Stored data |
>> BEGIN

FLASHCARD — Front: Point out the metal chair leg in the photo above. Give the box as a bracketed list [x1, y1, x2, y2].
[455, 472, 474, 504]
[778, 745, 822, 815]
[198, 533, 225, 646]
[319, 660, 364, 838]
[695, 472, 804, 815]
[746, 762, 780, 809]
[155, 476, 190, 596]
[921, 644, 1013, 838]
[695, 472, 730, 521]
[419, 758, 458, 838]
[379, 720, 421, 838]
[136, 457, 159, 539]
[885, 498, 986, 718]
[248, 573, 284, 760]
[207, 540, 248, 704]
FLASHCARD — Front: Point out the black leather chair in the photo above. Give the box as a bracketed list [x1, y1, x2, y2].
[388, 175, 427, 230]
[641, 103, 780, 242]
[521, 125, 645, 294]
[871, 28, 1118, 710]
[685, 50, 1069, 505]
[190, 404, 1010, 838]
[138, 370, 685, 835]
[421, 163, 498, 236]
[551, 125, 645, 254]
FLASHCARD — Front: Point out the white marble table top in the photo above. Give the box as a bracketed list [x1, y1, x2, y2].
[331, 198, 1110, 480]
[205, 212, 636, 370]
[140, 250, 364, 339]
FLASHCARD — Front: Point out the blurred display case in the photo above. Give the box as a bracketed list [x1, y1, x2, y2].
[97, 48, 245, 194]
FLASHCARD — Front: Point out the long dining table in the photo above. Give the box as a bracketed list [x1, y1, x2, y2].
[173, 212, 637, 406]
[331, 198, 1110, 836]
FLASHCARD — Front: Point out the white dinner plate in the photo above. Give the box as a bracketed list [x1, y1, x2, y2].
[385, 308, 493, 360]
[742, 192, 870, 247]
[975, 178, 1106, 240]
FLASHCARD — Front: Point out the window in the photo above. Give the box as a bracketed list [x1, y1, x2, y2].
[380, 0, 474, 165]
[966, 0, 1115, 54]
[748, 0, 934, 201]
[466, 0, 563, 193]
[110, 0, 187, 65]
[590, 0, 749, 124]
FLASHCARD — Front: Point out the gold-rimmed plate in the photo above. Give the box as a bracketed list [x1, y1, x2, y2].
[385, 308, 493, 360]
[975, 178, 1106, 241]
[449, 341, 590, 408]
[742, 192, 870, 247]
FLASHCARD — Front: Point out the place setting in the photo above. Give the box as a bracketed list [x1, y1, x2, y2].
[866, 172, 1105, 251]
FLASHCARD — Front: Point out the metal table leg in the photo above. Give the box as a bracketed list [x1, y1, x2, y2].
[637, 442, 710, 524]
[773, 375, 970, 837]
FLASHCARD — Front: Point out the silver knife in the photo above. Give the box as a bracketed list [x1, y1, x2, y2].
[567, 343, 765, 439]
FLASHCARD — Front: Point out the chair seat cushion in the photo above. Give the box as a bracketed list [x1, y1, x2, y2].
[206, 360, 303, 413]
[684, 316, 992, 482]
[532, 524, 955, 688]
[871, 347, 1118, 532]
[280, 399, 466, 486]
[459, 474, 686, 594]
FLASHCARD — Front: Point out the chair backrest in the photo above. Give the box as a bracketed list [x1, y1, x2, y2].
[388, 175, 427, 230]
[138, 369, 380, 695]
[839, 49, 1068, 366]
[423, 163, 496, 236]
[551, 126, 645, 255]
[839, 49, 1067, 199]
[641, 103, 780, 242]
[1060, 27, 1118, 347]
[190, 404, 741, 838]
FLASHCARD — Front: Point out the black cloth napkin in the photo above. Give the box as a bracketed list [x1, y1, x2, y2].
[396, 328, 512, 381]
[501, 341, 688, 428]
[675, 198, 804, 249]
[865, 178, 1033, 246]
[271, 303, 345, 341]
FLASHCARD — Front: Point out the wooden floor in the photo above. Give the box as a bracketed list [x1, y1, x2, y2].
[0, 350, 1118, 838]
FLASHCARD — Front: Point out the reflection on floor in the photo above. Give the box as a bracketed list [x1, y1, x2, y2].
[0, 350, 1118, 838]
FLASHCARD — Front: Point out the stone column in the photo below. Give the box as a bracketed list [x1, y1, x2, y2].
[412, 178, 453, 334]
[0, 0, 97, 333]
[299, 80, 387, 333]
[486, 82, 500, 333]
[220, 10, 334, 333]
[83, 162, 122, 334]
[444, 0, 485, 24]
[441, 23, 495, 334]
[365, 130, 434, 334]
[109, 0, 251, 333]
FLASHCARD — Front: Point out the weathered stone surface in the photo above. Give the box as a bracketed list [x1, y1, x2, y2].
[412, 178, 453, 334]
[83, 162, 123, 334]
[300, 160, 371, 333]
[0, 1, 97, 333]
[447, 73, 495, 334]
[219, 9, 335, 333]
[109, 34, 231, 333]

>> END

What the exercise asks | Reproduce every line of the material above without changing anything.

Response to this task |
FLASHCARD — Front: Point out the metal chair leg in the photo above. Give the box as a bracketed list [x1, y1, x2, y2].
[455, 472, 474, 504]
[778, 745, 822, 815]
[198, 533, 225, 646]
[319, 660, 364, 838]
[695, 472, 804, 815]
[746, 762, 780, 809]
[155, 476, 190, 596]
[921, 644, 1013, 838]
[695, 472, 730, 521]
[419, 758, 458, 838]
[379, 720, 421, 838]
[136, 457, 159, 539]
[885, 498, 986, 718]
[248, 573, 284, 760]
[207, 540, 248, 704]
FLASHCARD — Front: Point out the black leather chair in the photo above. Give the box as a bracketed list [x1, y1, x2, y2].
[388, 175, 427, 230]
[641, 103, 780, 242]
[521, 125, 645, 294]
[871, 28, 1118, 710]
[685, 50, 1069, 505]
[190, 404, 1010, 838]
[138, 370, 685, 835]
[421, 163, 498, 236]
[551, 125, 645, 254]
FLASHCARD — Front: Point out the white marble table top in the photo above. Give the box as a bracketed list [x1, y1, x2, y2].
[331, 198, 1110, 480]
[205, 212, 636, 370]
[140, 250, 364, 339]
FLASHCARD — Front: Point out the blurred display case in the photo above. Give the box as a bracketed list [x1, y1, x2, y2].
[97, 48, 245, 194]
FLASHCARD — Front: Point out the long dining table in the photo above. Give the box as a bracketed list [x1, y1, x2, y2].
[173, 212, 637, 406]
[331, 198, 1110, 836]
FLASHCARD — Front: Point out the white dinner plate in the photo above. Give the box as a bracketed list [x1, y1, x2, y2].
[385, 308, 493, 360]
[742, 192, 870, 247]
[975, 178, 1106, 240]
FLASHCARD — Front: Point out the window in the photo above. Give the box as a bracketed list [x1, y1, x2, y2].
[380, 0, 474, 165]
[966, 0, 1115, 54]
[748, 0, 934, 201]
[466, 0, 563, 193]
[110, 0, 187, 65]
[590, 0, 749, 124]
FLASHCARD — Front: Point out the gold-rimmed plate in the photo above. Give the box as a bracketed list [x1, y1, x2, y2].
[385, 308, 493, 360]
[975, 178, 1106, 241]
[449, 341, 590, 408]
[742, 192, 870, 247]
FLASHCARD — Front: Point out the place setting in the photo above. Give the box as a bracketed list [x1, y1, x2, y2].
[866, 172, 1105, 251]
FLASHCARD — Front: Point out the metal table leg in the photo above. Give the box as a bracketed list [x1, y1, x2, y2].
[637, 442, 710, 524]
[773, 375, 970, 837]
FLASHCARD — Front: Point out the silver knife in the photo above. Give the box as a bracketed list [x1, y1, x2, y2].
[567, 343, 765, 439]
FLASHCARD — Front: Point out the chair seat cushion in the photo above. Give the box as a bracketed list [x1, y1, x2, y2].
[206, 360, 303, 413]
[684, 316, 992, 482]
[532, 524, 955, 688]
[871, 347, 1118, 532]
[280, 399, 466, 486]
[459, 474, 686, 594]
FLASHCARD — Front: Point out the chair backrest in the photo above. Give the box as a bracketed list [x1, y1, x2, y2].
[388, 175, 427, 230]
[138, 369, 380, 695]
[839, 49, 1068, 366]
[423, 163, 496, 236]
[551, 126, 645, 255]
[839, 49, 1067, 199]
[641, 103, 780, 242]
[1060, 27, 1118, 347]
[190, 404, 741, 838]
FLASHCARD — Front: Point out the black cloth napkin in the photo above. Give the box as a bracketed list [x1, y1, x2, y2].
[396, 328, 512, 381]
[501, 341, 688, 428]
[675, 198, 804, 249]
[865, 178, 1033, 246]
[271, 303, 345, 341]
FLASHCARD — Front: Point out the wooden floor in the photo above. Give the box as a bracketed list [x1, y1, x2, y2].
[0, 350, 1118, 838]
FLASHCARD — Front: Point out the reflection on floor in the photo above. Give the box as a bracketed list [x1, y1, x2, y2].
[0, 350, 1118, 838]
FLASHCARD — Front: Point out the stone column in the photo below. Give the box as a bracketed list [x1, y1, x2, y2].
[412, 178, 453, 334]
[0, 0, 97, 333]
[299, 80, 387, 333]
[486, 82, 500, 333]
[220, 10, 334, 333]
[83, 162, 122, 334]
[444, 0, 485, 24]
[441, 23, 495, 334]
[365, 130, 434, 334]
[109, 0, 251, 333]
FLASHCARD — Front: Point out the weathered stone surface in the photo above. Give the box as a bracketed list [x1, y1, x2, y2].
[412, 178, 453, 334]
[83, 162, 123, 334]
[300, 160, 371, 333]
[0, 1, 97, 333]
[447, 73, 495, 334]
[219, 9, 335, 333]
[109, 34, 231, 333]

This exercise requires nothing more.